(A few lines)
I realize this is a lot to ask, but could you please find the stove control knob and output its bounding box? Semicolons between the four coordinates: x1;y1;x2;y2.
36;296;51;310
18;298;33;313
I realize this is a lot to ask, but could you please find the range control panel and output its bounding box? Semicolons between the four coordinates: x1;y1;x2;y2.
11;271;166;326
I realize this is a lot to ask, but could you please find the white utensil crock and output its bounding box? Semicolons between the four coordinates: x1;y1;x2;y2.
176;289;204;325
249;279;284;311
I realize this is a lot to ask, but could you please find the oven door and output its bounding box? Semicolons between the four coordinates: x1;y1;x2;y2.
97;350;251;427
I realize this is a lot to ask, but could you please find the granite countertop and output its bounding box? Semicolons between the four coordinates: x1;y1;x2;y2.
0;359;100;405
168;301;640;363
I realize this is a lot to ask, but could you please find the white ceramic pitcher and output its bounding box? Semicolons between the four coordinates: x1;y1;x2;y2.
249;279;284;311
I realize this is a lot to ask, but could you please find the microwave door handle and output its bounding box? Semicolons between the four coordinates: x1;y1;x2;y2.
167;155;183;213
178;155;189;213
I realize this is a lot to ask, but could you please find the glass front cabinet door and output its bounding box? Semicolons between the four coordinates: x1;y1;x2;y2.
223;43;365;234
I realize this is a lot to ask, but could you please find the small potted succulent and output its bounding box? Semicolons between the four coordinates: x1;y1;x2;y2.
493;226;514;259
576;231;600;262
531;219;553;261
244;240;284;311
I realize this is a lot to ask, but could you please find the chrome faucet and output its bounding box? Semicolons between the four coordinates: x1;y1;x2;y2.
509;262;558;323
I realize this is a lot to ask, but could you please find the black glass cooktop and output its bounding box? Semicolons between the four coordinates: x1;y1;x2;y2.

What the exercise asks:
Gather every line above that contains the string "glass" and copy each one out.

Task output:
I realize this is a lot to ask, but could you please find the glass front cabinet door and output its bounding box? Semicolons between the four coordinates: x1;y1;x2;y2.
I realize this is a lot to ask, but could you please find the black glass cooktop and output its bounding box? Semicolons between the four coordinates: x1;y1;x2;y2.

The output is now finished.